◆ Trecho fornecido ◆
╔══

Nos primeiros 15, talvez 20 minutos de Atlantique, co-produção Senegal-França-Bélgica de 2019, tive a impressão de que aquilo era muito chato porque a diretora, Mati Diop, tentava imitar o estilo de obras de grandes cineastas europeus – sem ter noção de por que aqueles mestres faziam aquele tipo de coisa.
Há longas, muito longas sequências, naquele início de Atlantique, em que não acontece absolutamente nada. Por exemplo: a câmara focaliza um grupo de operários em um caminhão; no centro do quadro está um homem, especificamente, que demonstra estar em profunda angústia. Uma tomada de um minuto seria mais do que suficiente para o espectador compreender que aquele rapaz ali – veremos que se chama Souleiman, o papel de Ibrahima Traore – é o personagem da história. Mas a tomada prossegue, prossegue, prossegue.
Pouco mais tarde, ficamos conhecendo Ada (Mame Bineta Sane), a namorada de Suleiman. Há uma tomada de Ada caminhando que dura o que parecem ser uns bons 3 minutos. Não acontece absolutamente nada: Ada está caminhando na rua – e a tomada parece durar, se não eternamente, ao menos uns 3 minutos, ou 4.

╚══

◆ Informações apresentadas ◆
╔══

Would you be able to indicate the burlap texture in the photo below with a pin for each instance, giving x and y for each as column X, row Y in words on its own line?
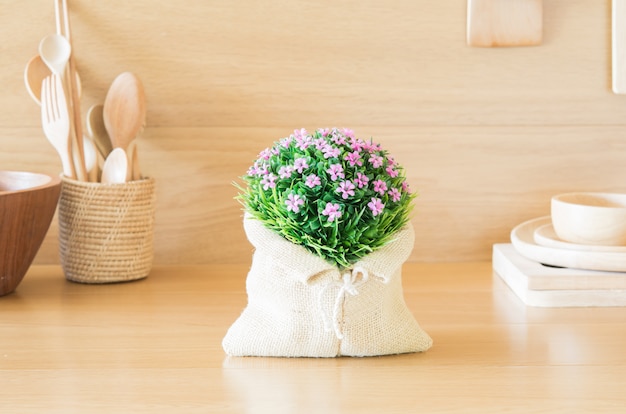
column 299, row 305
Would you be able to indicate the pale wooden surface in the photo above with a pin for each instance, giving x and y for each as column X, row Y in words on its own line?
column 487, row 135
column 154, row 346
column 493, row 23
column 618, row 12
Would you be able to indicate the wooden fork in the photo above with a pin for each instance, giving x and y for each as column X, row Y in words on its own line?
column 55, row 120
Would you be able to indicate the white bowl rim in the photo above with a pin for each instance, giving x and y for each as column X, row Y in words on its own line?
column 618, row 198
column 12, row 182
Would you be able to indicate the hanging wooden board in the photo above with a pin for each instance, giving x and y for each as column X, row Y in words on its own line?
column 619, row 46
column 497, row 23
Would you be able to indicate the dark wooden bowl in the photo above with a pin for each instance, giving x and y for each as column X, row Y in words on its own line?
column 27, row 204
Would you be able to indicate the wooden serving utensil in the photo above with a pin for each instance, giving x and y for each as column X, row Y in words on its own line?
column 619, row 46
column 74, row 98
column 125, row 112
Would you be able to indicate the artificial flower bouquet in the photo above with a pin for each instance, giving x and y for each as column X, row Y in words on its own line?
column 328, row 215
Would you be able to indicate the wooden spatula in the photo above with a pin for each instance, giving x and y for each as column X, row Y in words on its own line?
column 493, row 23
column 619, row 46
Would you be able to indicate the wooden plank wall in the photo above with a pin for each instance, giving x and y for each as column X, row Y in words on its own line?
column 486, row 135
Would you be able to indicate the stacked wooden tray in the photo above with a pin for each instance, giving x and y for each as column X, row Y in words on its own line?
column 552, row 274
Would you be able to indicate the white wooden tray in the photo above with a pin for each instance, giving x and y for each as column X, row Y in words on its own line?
column 543, row 286
column 523, row 239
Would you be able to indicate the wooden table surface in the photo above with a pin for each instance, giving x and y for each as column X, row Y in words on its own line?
column 155, row 346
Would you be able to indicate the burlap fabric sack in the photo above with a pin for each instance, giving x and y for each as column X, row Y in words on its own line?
column 299, row 305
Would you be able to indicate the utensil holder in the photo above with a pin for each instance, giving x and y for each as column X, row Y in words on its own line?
column 106, row 230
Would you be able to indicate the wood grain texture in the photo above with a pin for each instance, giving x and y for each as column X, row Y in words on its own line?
column 494, row 23
column 486, row 135
column 618, row 45
column 155, row 346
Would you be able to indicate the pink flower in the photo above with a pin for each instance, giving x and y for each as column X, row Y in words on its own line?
column 335, row 171
column 354, row 158
column 268, row 181
column 265, row 154
column 300, row 164
column 338, row 139
column 285, row 142
column 394, row 194
column 312, row 181
column 303, row 142
column 332, row 211
column 392, row 173
column 361, row 180
column 346, row 188
column 331, row 152
column 376, row 160
column 285, row 171
column 380, row 186
column 405, row 187
column 320, row 143
column 356, row 144
column 293, row 202
column 299, row 133
column 376, row 206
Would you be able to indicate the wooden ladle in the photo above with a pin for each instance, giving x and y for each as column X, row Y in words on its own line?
column 124, row 111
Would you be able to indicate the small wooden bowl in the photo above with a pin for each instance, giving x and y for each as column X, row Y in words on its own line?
column 27, row 204
column 590, row 218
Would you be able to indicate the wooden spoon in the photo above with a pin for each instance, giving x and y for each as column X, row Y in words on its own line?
column 124, row 110
column 115, row 167
column 55, row 51
column 97, row 131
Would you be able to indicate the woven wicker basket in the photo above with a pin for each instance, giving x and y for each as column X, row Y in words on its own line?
column 106, row 230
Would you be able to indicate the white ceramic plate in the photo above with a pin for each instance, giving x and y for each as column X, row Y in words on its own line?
column 522, row 238
column 546, row 236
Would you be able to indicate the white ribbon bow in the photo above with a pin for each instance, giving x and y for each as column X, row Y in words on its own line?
column 350, row 282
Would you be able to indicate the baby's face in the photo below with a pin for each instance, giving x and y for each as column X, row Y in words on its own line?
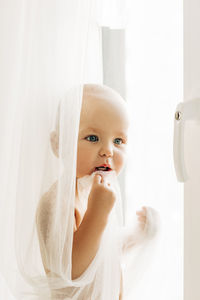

╚══

◆ O que fazer ◆
Por favor, retome a crítica do filme Atlantique e continue o texto logo depois da última frase apresentada. Os registros não têm nenhum papel aqui.

◆ Resposta à tarefa ◆
Pensei: ah, o diretor deve ser jovem. (Ainda não sabia que Mati Diop era uma moça.) Viu a trilogia da incomunicabilidade de Michelangelo Antonioni, não entendeu muito bem por que motivo, em O Eclipse (1962), a câmara extraordinária do diretor de fotografia Gianni Di Venanzo se detinha durante alguns segundos, talvez até mesmo uns 40, 50 segundos, num objeto inanimado – um poste de luz, por exemplo. Não compreendeu que, em O Eclipse, aquela longa tomada de um objeto inanimado era importante para contar a história, tinha sentido, não era algo gratuito – e então resolveu copiar a coisa de manter a câmara numa situação em que não acontece nada. Mesmo que, nesses casos específicos – o rosto de Suleiman no caminhão, o corpo de Ada caminhando numa rua de Dacar –, a tomada longa não significasse coisa alguma, não quisesse dizer coisa alguma.
Pensei: ah, ele é jovem, o diretor. Viu os filmes dos mestres, não entendeu direito, não deglutiu. Vamos em frente, vamos ver o que ele tem a dizer.
Quando o filme estava ali com uns 40 dos seus dolorosos, intermináveis, excruciantes 106 minutos, percebi que minha avaliação havia sido errada: na verdade, o rapaz simplesmente não tem talento. O filme é uma absoluta porcaria. Um danado de um abacaxi azedo.
Disse isso a Mary. Mary, mais esperta do que eu, e não tendo que escrever sobre filmes porque não tem site de filmes, já havia chegado a essa conclusão bem antes de mim.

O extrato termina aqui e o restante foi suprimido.